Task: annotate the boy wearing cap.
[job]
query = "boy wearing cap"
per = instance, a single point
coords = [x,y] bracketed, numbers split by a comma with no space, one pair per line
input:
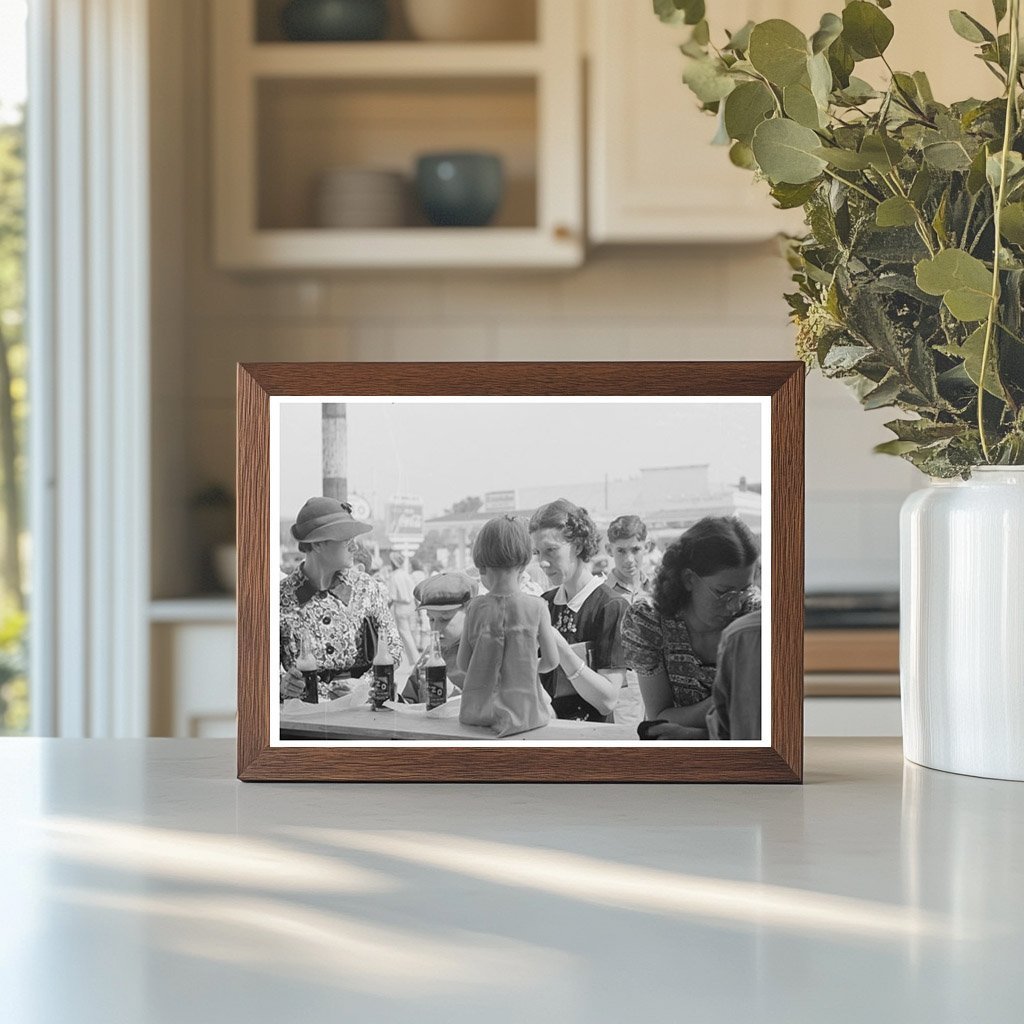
[444,598]
[327,600]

- [ASSIGNMENT] Write out all of the data above exactly, pictures excluded.

- [TASK SOLUTION]
Task: annotate the boy wearing cap.
[job]
query = "boy wearing cap"
per = instance, a single point
coords = [x,y] bracketed, numbers split by a comma with no space, one pair per line
input:
[444,598]
[327,600]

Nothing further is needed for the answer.